[Activity]
Without any pictures, copy the records below once more, exactly as they are.

[Source material]
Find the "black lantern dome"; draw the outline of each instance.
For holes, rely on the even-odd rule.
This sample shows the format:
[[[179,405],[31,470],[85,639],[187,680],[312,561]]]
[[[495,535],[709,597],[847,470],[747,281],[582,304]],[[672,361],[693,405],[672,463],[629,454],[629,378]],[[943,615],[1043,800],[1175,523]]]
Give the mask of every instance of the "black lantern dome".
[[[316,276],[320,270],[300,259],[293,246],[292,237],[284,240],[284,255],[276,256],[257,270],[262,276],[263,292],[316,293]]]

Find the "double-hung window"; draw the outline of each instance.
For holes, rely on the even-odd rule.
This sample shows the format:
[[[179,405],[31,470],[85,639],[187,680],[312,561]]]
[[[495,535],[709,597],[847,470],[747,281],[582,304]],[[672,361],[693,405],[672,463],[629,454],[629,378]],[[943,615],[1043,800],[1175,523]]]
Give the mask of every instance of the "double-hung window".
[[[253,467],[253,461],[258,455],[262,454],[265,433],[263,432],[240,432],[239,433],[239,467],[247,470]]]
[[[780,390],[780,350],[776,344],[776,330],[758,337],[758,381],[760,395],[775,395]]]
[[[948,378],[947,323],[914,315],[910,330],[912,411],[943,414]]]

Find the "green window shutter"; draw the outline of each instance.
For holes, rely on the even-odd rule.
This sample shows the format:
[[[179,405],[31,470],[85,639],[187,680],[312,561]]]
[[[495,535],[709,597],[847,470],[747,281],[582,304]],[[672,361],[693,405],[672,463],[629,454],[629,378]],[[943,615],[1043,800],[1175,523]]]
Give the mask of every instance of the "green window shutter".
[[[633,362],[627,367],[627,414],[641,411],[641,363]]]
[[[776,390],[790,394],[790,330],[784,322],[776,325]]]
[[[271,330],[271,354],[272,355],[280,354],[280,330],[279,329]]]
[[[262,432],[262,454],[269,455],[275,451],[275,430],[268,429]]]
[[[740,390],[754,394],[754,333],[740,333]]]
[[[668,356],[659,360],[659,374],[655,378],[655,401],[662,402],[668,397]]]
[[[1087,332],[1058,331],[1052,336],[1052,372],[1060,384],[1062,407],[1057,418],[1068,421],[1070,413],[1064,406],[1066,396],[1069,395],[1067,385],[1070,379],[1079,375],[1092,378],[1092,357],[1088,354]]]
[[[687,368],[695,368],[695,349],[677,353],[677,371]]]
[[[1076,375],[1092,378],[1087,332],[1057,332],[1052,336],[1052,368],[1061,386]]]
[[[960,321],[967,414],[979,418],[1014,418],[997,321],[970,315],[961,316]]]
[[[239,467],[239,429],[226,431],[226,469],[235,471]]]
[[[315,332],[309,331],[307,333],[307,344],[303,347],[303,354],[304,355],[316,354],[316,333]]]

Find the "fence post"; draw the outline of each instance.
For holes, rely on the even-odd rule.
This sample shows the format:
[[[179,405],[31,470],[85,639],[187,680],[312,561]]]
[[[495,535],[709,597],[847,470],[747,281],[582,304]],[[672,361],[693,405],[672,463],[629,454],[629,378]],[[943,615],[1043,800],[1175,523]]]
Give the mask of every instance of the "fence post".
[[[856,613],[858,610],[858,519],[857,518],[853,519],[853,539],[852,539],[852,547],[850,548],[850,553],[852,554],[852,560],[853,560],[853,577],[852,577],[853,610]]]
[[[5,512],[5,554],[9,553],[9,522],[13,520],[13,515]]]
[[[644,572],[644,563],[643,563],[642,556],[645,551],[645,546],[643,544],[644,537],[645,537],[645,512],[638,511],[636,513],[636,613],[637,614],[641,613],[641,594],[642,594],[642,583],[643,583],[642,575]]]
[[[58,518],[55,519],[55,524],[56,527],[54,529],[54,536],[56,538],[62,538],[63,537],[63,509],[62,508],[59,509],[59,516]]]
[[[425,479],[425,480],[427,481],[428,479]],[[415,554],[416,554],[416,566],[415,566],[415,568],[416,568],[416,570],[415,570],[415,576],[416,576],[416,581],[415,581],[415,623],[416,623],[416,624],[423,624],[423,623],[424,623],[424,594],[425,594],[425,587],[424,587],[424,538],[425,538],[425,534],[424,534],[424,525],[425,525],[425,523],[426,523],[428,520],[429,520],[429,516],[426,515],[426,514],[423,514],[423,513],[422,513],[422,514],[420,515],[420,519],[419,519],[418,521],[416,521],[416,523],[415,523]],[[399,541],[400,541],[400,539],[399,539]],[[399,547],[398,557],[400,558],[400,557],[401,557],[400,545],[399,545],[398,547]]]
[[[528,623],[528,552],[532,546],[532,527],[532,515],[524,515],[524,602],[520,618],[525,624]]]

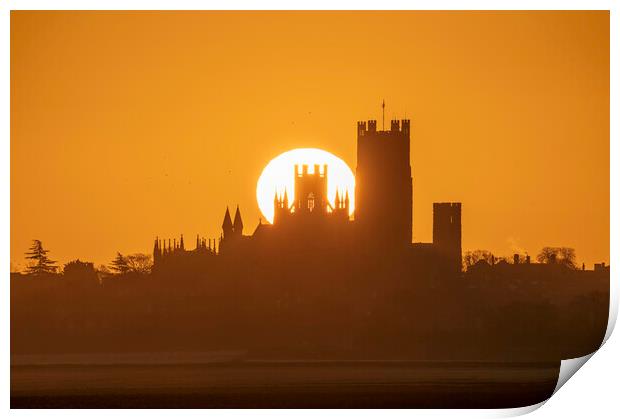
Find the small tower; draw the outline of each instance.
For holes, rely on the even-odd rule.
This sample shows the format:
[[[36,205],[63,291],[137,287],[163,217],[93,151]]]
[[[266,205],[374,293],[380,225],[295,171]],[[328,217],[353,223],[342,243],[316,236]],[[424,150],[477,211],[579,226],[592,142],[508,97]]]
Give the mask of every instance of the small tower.
[[[341,191],[336,191],[336,198],[334,199],[334,206],[332,208],[332,215],[341,220],[349,219],[349,205],[348,205],[348,192],[345,195],[341,193]]]
[[[340,199],[340,193],[338,189],[336,189],[336,198],[334,198],[334,208],[333,208],[334,212],[337,212],[340,209],[341,204],[342,204],[341,201],[342,200]]]
[[[280,224],[291,215],[288,192],[284,189],[284,197],[276,192],[273,198],[273,224]]]

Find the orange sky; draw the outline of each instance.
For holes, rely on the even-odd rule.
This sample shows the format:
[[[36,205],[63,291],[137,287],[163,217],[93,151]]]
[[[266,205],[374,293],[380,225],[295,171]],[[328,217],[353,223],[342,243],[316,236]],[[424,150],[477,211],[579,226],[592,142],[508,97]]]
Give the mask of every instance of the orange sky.
[[[258,223],[264,165],[355,170],[356,121],[412,121],[414,241],[609,261],[607,12],[12,12],[11,261],[108,263]]]

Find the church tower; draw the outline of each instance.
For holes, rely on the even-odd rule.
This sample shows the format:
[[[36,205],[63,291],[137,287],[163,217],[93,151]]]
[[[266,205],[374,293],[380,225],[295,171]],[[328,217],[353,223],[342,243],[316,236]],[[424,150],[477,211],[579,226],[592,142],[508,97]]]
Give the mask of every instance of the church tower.
[[[295,165],[295,216],[318,216],[327,214],[327,165],[321,172],[318,164],[308,173],[308,165]]]
[[[389,131],[377,121],[357,123],[355,224],[382,245],[408,245],[412,236],[413,181],[410,125],[393,120]]]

[Reply]
Find the "black lantern dome"; draw the outline of each instance.
For holes, rely on the even-odd rule.
This sample shows the format:
[[[179,405],[31,470],[85,639],[187,680],[312,561]]]
[[[495,535],[709,597],[847,470],[747,281],[582,304]],[[672,361],[693,405],[672,463],[629,454],[629,378]],[[943,615],[1043,800],[1175,523]]]
Give the mask of every instance of the "black lantern dome".
[[[316,276],[320,270],[300,259],[293,246],[292,237],[284,240],[284,255],[276,256],[257,270],[262,276],[263,292],[316,293]]]

Find the "double-hung window"; draw the outline of each instance.
For holes, rely on the even-odd rule.
This sample shows the format:
[[[179,405],[31,470],[85,639],[187,680],[312,561]]]
[[[495,535],[709,597],[847,470],[747,281],[582,304]],[[672,361],[693,405],[672,463],[629,454],[629,378]],[[943,615],[1043,800],[1175,523]]]
Give the mask of every instance of the "double-hung window".
[[[253,467],[253,461],[258,455],[262,454],[265,433],[263,432],[240,432],[239,433],[239,467],[247,470]]]
[[[780,390],[780,350],[776,344],[776,330],[758,337],[758,381],[760,395],[775,395]]]
[[[948,378],[947,323],[914,315],[910,330],[912,411],[943,414]]]

Find the "green window shutter"; draw the outline of each instance.
For holes, rely on the even-odd rule.
This sample shows the format:
[[[179,405],[31,470],[85,639],[187,680],[312,561]]]
[[[495,535],[709,597],[847,470],[747,281],[582,304]],[[672,361],[693,405],[672,463],[629,454],[629,378]],[[943,615],[1043,800],[1175,523]]]
Give the mask of every instance of the "green window shutter".
[[[633,362],[627,367],[627,414],[641,411],[641,363]]]
[[[776,390],[790,394],[790,330],[784,322],[776,325]]]
[[[271,330],[271,354],[272,355],[280,354],[280,330],[279,329]]]
[[[262,432],[262,454],[269,455],[275,451],[275,430],[268,429]]]
[[[740,390],[754,394],[754,333],[740,333]]]
[[[668,356],[659,360],[659,374],[655,378],[655,401],[662,402],[668,397]]]
[[[1087,332],[1058,331],[1052,336],[1052,372],[1060,384],[1062,407],[1057,418],[1068,421],[1070,413],[1064,406],[1066,396],[1069,395],[1067,385],[1070,379],[1079,375],[1092,378],[1092,357],[1088,354]]]
[[[687,368],[695,368],[695,349],[677,353],[677,371]]]
[[[1076,375],[1092,378],[1087,332],[1057,332],[1052,336],[1052,368],[1061,386]]]
[[[960,321],[967,414],[979,418],[1014,418],[997,321],[970,315],[961,316]]]
[[[239,467],[239,429],[226,431],[226,469],[235,471]]]
[[[315,332],[309,331],[307,333],[307,344],[303,347],[303,354],[304,355],[316,354],[316,333]]]

Find the "fence post"; draw the outline of each instance.
For holes, rely on the even-odd rule.
This sample shows the format:
[[[179,405],[31,470],[85,639],[187,680],[312,561]]]
[[[495,535],[709,597],[847,470],[747,281],[582,304]],[[672,361],[693,405],[672,463],[629,454],[629,378]],[[943,615],[1043,800],[1175,523]]]
Give the mask of every instance of the "fence post".
[[[856,613],[858,610],[858,519],[857,518],[853,519],[853,539],[852,539],[852,547],[850,548],[850,553],[852,554],[852,560],[853,560],[853,577],[852,577],[853,610]]]
[[[5,512],[5,554],[9,553],[9,522],[13,520],[13,515]]]
[[[644,572],[644,563],[643,563],[642,556],[645,551],[645,546],[643,544],[644,537],[645,537],[645,512],[638,511],[636,513],[636,613],[637,614],[641,613],[641,594],[642,594],[642,583],[643,583],[642,575]]]
[[[58,518],[55,519],[55,524],[56,527],[54,529],[54,536],[56,538],[62,538],[63,537],[63,509],[62,508],[59,509],[59,516]]]
[[[425,479],[425,480],[427,481],[428,479]],[[415,554],[416,554],[416,566],[415,566],[415,568],[416,568],[416,570],[415,570],[415,576],[416,576],[416,581],[415,581],[415,623],[416,623],[416,624],[423,624],[423,623],[424,623],[424,594],[425,594],[425,587],[424,587],[424,538],[425,538],[425,534],[424,534],[424,525],[425,525],[425,523],[426,523],[428,520],[429,520],[429,516],[426,515],[426,514],[423,514],[423,513],[422,513],[422,514],[420,515],[420,519],[419,519],[418,521],[416,521],[416,523],[415,523]],[[399,541],[400,541],[400,539],[399,539]],[[399,547],[398,557],[400,558],[400,557],[401,557],[400,545],[399,545],[398,547]]]
[[[528,623],[528,552],[532,546],[532,527],[532,515],[524,515],[524,602],[520,618],[525,624]]]

Find the small tower; draw the outline of each instance.
For holes, rely on the even-odd rule.
This sample shows the format:
[[[36,205],[63,291],[137,287],[163,217],[93,151]]]
[[[266,205],[374,293],[380,225],[295,171]],[[328,217],[353,223],[342,243],[316,236]],[[424,150],[477,211],[579,226],[592,142],[508,97]]]
Give the mask of every instance of the small tower.
[[[341,191],[336,191],[336,198],[334,199],[334,206],[332,208],[332,215],[341,220],[349,219],[349,205],[348,205],[348,192],[345,195],[341,193]]]
[[[340,199],[340,193],[338,189],[336,189],[336,198],[334,198],[334,208],[333,208],[334,212],[337,212],[340,209],[341,204],[342,204],[341,201],[342,200]]]
[[[280,224],[291,215],[288,192],[284,189],[284,197],[276,192],[273,198],[273,224]]]

Find the orange sky; draw the outline of each instance.
For holes, rely on the even-odd rule.
This sample shows the format:
[[[36,205],[63,291],[137,287],[163,217],[93,151]]]
[[[266,205],[374,293],[380,225],[295,171]],[[328,217],[353,223],[342,243],[316,236]],[[424,150],[477,211],[579,226],[592,142],[508,97]]]
Give the mask of every instance of the orange sky.
[[[258,223],[264,165],[355,170],[356,121],[412,121],[414,241],[609,261],[607,12],[12,12],[11,261],[108,263]]]

Find the church tower; draw the outline of each instance.
For holes, rely on the even-odd rule.
This sample shows the format:
[[[36,205],[63,291],[137,287],[163,217],[93,151]]]
[[[266,205],[374,293],[380,225],[295,171]],[[328,217],[353,223],[342,243],[316,236]],[[424,150],[477,211],[579,226],[592,142],[508,97]]]
Give the mask of every instance of the church tower.
[[[295,165],[295,216],[318,216],[327,214],[327,165],[321,172],[318,164],[308,173],[308,165]]]
[[[389,131],[377,121],[357,123],[355,224],[382,245],[408,245],[412,236],[413,181],[410,125],[393,120]]]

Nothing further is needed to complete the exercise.